Point annotations for photos
[BEGIN]

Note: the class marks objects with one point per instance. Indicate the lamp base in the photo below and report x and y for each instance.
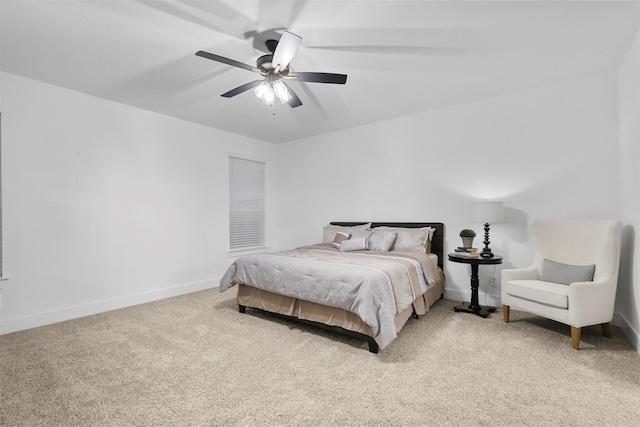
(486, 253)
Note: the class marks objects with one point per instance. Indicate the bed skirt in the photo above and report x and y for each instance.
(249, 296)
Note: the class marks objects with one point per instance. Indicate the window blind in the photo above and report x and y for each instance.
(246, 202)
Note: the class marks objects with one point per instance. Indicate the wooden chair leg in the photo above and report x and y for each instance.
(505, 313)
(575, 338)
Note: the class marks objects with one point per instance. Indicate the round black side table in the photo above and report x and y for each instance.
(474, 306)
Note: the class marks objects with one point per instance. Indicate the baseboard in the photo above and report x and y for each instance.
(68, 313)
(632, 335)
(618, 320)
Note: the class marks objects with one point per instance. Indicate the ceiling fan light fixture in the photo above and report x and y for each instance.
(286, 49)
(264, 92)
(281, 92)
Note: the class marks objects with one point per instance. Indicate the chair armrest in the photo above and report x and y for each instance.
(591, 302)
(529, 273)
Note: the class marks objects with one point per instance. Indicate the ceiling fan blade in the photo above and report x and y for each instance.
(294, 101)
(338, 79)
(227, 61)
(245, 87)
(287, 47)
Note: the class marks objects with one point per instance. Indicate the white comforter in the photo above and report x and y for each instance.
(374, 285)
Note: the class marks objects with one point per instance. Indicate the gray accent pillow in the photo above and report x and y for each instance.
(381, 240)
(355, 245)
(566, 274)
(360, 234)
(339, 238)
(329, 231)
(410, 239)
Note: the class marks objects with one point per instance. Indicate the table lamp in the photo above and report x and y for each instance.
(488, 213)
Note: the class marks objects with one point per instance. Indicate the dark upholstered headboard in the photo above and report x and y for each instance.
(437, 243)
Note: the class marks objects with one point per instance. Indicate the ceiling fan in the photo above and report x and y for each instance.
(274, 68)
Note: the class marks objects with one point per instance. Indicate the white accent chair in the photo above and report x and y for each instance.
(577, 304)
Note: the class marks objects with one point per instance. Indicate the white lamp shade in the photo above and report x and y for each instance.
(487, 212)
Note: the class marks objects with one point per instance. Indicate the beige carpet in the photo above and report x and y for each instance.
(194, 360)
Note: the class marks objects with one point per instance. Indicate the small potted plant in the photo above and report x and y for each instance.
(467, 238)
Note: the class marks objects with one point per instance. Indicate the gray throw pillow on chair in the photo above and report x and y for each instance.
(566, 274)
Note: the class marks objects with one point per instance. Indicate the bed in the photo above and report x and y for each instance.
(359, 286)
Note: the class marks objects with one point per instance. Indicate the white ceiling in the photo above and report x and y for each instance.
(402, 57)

[END]

## Work required
In the records above, return only the line that contains "ceiling fan in" and every line after it through the last, exactly as they appear.

## Answer to the task
Note: the class marks objects with one point per instance. Indicate the ceiling fan in the photo above and report x and y for each instance.
(274, 68)
Note: the class marks objects with one point per instance. Indicate the white accent chair in the photo above and report x and y for each instance.
(577, 304)
Note: the class marks objects with one point per instance. Indicate the white lamp shade in the photo above and report x and y for each instance.
(487, 212)
Note: the class marks objects with one point per instance. Indicate the beige carpet in the photo above and report x and y for each instance.
(194, 360)
Note: the class marks objects with one point per instance. Indicate the small potted plant in the photo above and report x and y for each instance.
(467, 238)
Note: the class marks objects with one point per instance. Indicate the gray throw pillow on chair in the photo above and report x and y for each instance.
(566, 274)
Note: the class marks objects with one point per instance. Indicate the bed in the photo above and report x and y for each instance.
(359, 286)
Note: the class marks objects with one point per instance. Indicate the white ceiling in the photo above and report x and y for each instance.
(402, 57)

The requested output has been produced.